What you have to do
In the data below, find the line containing "Capture the white storm"; reproduce that line and all subsequent lines exactly, and nothing else.

Provided material
══════

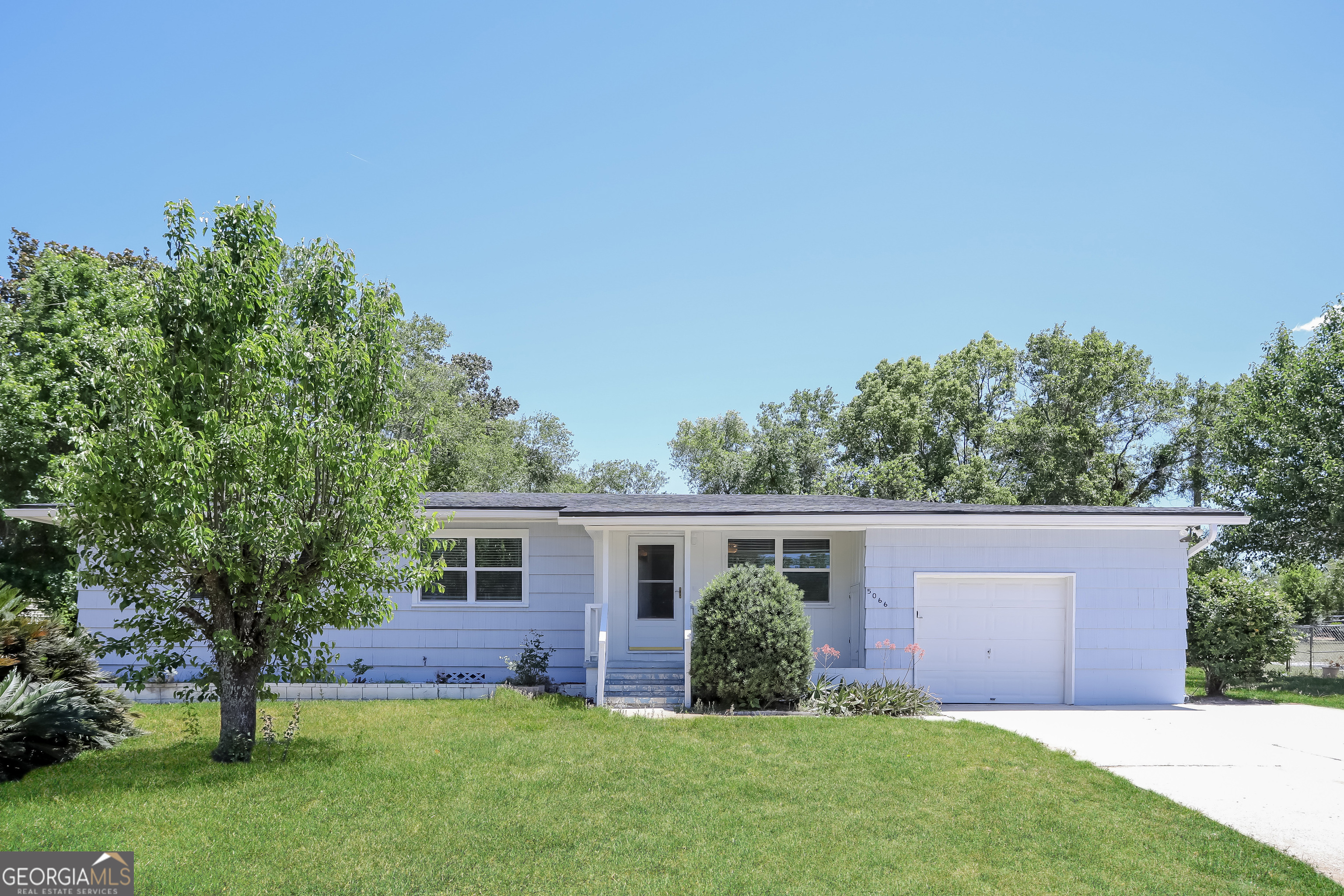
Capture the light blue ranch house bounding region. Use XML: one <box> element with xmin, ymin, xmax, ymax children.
<box><xmin>11</xmin><ymin>492</ymin><xmax>1249</xmax><ymax>705</ymax></box>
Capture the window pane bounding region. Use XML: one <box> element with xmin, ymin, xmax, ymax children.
<box><xmin>421</xmin><ymin>572</ymin><xmax>466</xmax><ymax>600</ymax></box>
<box><xmin>476</xmin><ymin>539</ymin><xmax>523</xmax><ymax>568</ymax></box>
<box><xmin>429</xmin><ymin>539</ymin><xmax>466</xmax><ymax>568</ymax></box>
<box><xmin>784</xmin><ymin>539</ymin><xmax>830</xmax><ymax>570</ymax></box>
<box><xmin>784</xmin><ymin>572</ymin><xmax>830</xmax><ymax>603</ymax></box>
<box><xmin>638</xmin><ymin>582</ymin><xmax>676</xmax><ymax>619</ymax></box>
<box><xmin>476</xmin><ymin>570</ymin><xmax>523</xmax><ymax>600</ymax></box>
<box><xmin>638</xmin><ymin>544</ymin><xmax>676</xmax><ymax>582</ymax></box>
<box><xmin>728</xmin><ymin>539</ymin><xmax>774</xmax><ymax>567</ymax></box>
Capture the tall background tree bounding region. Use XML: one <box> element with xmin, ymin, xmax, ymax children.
<box><xmin>51</xmin><ymin>203</ymin><xmax>433</xmax><ymax>760</ymax></box>
<box><xmin>669</xmin><ymin>326</ymin><xmax>1188</xmax><ymax>505</ymax></box>
<box><xmin>0</xmin><ymin>230</ymin><xmax>157</xmax><ymax>618</ymax></box>
<box><xmin>390</xmin><ymin>314</ymin><xmax>667</xmax><ymax>493</ymax></box>
<box><xmin>1212</xmin><ymin>305</ymin><xmax>1344</xmax><ymax>564</ymax></box>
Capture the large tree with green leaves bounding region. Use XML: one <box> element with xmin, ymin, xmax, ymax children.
<box><xmin>832</xmin><ymin>333</ymin><xmax>1018</xmax><ymax>504</ymax></box>
<box><xmin>390</xmin><ymin>314</ymin><xmax>667</xmax><ymax>493</ymax></box>
<box><xmin>0</xmin><ymin>230</ymin><xmax>157</xmax><ymax>618</ymax></box>
<box><xmin>1001</xmin><ymin>325</ymin><xmax>1188</xmax><ymax>505</ymax></box>
<box><xmin>669</xmin><ymin>326</ymin><xmax>1188</xmax><ymax>504</ymax></box>
<box><xmin>1214</xmin><ymin>305</ymin><xmax>1344</xmax><ymax>563</ymax></box>
<box><xmin>668</xmin><ymin>388</ymin><xmax>840</xmax><ymax>494</ymax></box>
<box><xmin>52</xmin><ymin>202</ymin><xmax>433</xmax><ymax>760</ymax></box>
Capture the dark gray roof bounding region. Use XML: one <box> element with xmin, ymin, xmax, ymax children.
<box><xmin>425</xmin><ymin>492</ymin><xmax>1235</xmax><ymax>517</ymax></box>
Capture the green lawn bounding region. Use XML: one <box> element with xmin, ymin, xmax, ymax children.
<box><xmin>0</xmin><ymin>694</ymin><xmax>1344</xmax><ymax>896</ymax></box>
<box><xmin>1186</xmin><ymin>666</ymin><xmax>1344</xmax><ymax>709</ymax></box>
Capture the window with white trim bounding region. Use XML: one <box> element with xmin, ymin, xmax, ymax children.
<box><xmin>419</xmin><ymin>531</ymin><xmax>527</xmax><ymax>606</ymax></box>
<box><xmin>728</xmin><ymin>539</ymin><xmax>830</xmax><ymax>603</ymax></box>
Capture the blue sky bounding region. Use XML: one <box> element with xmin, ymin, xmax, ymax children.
<box><xmin>0</xmin><ymin>3</ymin><xmax>1344</xmax><ymax>491</ymax></box>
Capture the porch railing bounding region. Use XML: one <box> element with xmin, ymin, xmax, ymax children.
<box><xmin>593</xmin><ymin>603</ymin><xmax>608</xmax><ymax>707</ymax></box>
<box><xmin>682</xmin><ymin>600</ymin><xmax>695</xmax><ymax>708</ymax></box>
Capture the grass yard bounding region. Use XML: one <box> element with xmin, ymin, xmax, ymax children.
<box><xmin>1186</xmin><ymin>666</ymin><xmax>1344</xmax><ymax>709</ymax></box>
<box><xmin>0</xmin><ymin>694</ymin><xmax>1344</xmax><ymax>896</ymax></box>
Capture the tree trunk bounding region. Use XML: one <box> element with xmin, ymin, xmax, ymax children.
<box><xmin>210</xmin><ymin>651</ymin><xmax>261</xmax><ymax>762</ymax></box>
<box><xmin>1204</xmin><ymin>669</ymin><xmax>1227</xmax><ymax>697</ymax></box>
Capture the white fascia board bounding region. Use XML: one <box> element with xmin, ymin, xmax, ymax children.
<box><xmin>556</xmin><ymin>513</ymin><xmax>1251</xmax><ymax>531</ymax></box>
<box><xmin>4</xmin><ymin>508</ymin><xmax>59</xmax><ymax>525</ymax></box>
<box><xmin>425</xmin><ymin>508</ymin><xmax>560</xmax><ymax>522</ymax></box>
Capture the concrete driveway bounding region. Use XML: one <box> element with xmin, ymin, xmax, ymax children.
<box><xmin>944</xmin><ymin>703</ymin><xmax>1344</xmax><ymax>884</ymax></box>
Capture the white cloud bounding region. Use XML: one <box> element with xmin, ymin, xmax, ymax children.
<box><xmin>1293</xmin><ymin>302</ymin><xmax>1344</xmax><ymax>333</ymax></box>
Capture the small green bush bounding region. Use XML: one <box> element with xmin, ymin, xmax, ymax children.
<box><xmin>1186</xmin><ymin>570</ymin><xmax>1295</xmax><ymax>696</ymax></box>
<box><xmin>500</xmin><ymin>629</ymin><xmax>555</xmax><ymax>688</ymax></box>
<box><xmin>691</xmin><ymin>567</ymin><xmax>813</xmax><ymax>708</ymax></box>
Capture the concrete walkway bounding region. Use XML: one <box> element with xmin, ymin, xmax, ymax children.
<box><xmin>944</xmin><ymin>703</ymin><xmax>1344</xmax><ymax>884</ymax></box>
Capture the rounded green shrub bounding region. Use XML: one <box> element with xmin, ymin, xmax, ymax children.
<box><xmin>1186</xmin><ymin>570</ymin><xmax>1294</xmax><ymax>696</ymax></box>
<box><xmin>691</xmin><ymin>567</ymin><xmax>813</xmax><ymax>707</ymax></box>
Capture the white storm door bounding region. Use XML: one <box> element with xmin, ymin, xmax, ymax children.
<box><xmin>629</xmin><ymin>535</ymin><xmax>686</xmax><ymax>653</ymax></box>
<box><xmin>915</xmin><ymin>575</ymin><xmax>1072</xmax><ymax>703</ymax></box>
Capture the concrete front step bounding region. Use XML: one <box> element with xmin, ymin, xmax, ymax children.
<box><xmin>606</xmin><ymin>697</ymin><xmax>683</xmax><ymax>709</ymax></box>
<box><xmin>606</xmin><ymin>668</ymin><xmax>686</xmax><ymax>708</ymax></box>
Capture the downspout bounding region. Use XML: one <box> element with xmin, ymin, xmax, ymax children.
<box><xmin>1186</xmin><ymin>524</ymin><xmax>1218</xmax><ymax>560</ymax></box>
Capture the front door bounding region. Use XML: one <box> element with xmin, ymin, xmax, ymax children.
<box><xmin>629</xmin><ymin>535</ymin><xmax>686</xmax><ymax>653</ymax></box>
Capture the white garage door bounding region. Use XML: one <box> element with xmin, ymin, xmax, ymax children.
<box><xmin>915</xmin><ymin>576</ymin><xmax>1070</xmax><ymax>703</ymax></box>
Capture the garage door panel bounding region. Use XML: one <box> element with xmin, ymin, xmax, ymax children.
<box><xmin>987</xmin><ymin>641</ymin><xmax>1064</xmax><ymax>672</ymax></box>
<box><xmin>919</xmin><ymin>669</ymin><xmax>992</xmax><ymax>703</ymax></box>
<box><xmin>919</xmin><ymin>607</ymin><xmax>993</xmax><ymax>638</ymax></box>
<box><xmin>902</xmin><ymin>578</ymin><xmax>1068</xmax><ymax>703</ymax></box>
<box><xmin>985</xmin><ymin>607</ymin><xmax>1064</xmax><ymax>641</ymax></box>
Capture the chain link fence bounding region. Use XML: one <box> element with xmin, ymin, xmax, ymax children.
<box><xmin>1285</xmin><ymin>616</ymin><xmax>1344</xmax><ymax>679</ymax></box>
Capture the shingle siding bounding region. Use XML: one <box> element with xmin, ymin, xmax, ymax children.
<box><xmin>79</xmin><ymin>520</ymin><xmax>593</xmax><ymax>682</ymax></box>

══════

Exercise result
Capture the white storm door bounding region. Use XML: one <box> element with xmin, ymin, xmax, ymax children.
<box><xmin>629</xmin><ymin>535</ymin><xmax>686</xmax><ymax>653</ymax></box>
<box><xmin>915</xmin><ymin>575</ymin><xmax>1072</xmax><ymax>703</ymax></box>
Capture the concrete front step bounding region. Use XML: one <box> element with xmin, ymin, xmax, ymax children.
<box><xmin>606</xmin><ymin>697</ymin><xmax>683</xmax><ymax>709</ymax></box>
<box><xmin>606</xmin><ymin>668</ymin><xmax>686</xmax><ymax>708</ymax></box>
Capture the downspout bounding region. Use XML: one <box> element with xmin, ymin, xmax, ymax children.
<box><xmin>1186</xmin><ymin>524</ymin><xmax>1218</xmax><ymax>560</ymax></box>
Capture the front door bounding region. Use XML: one <box> element with xmin, ymin, xmax, ymax children.
<box><xmin>629</xmin><ymin>535</ymin><xmax>686</xmax><ymax>653</ymax></box>
Capture the white garage door bounding region. Use XML: one <box> element with xmin, ymin, xmax, ymax children.
<box><xmin>915</xmin><ymin>576</ymin><xmax>1070</xmax><ymax>703</ymax></box>
Capture the garage door panel bounding region. Use XML: one <box> element with xmin, ymin, xmax, ymax children.
<box><xmin>987</xmin><ymin>641</ymin><xmax>1064</xmax><ymax>672</ymax></box>
<box><xmin>919</xmin><ymin>669</ymin><xmax>992</xmax><ymax>703</ymax></box>
<box><xmin>919</xmin><ymin>607</ymin><xmax>993</xmax><ymax>638</ymax></box>
<box><xmin>902</xmin><ymin>578</ymin><xmax>1068</xmax><ymax>703</ymax></box>
<box><xmin>985</xmin><ymin>607</ymin><xmax>1064</xmax><ymax>641</ymax></box>
Capture the chain link fence bounding region. Use XML: one <box> element with xmin, ymin, xmax, ymax children.
<box><xmin>1285</xmin><ymin>616</ymin><xmax>1344</xmax><ymax>679</ymax></box>
Capture the shingle siding bounding region. Use XML: one <box> element with xmin, ymin, xmax, ymax children.
<box><xmin>79</xmin><ymin>520</ymin><xmax>593</xmax><ymax>682</ymax></box>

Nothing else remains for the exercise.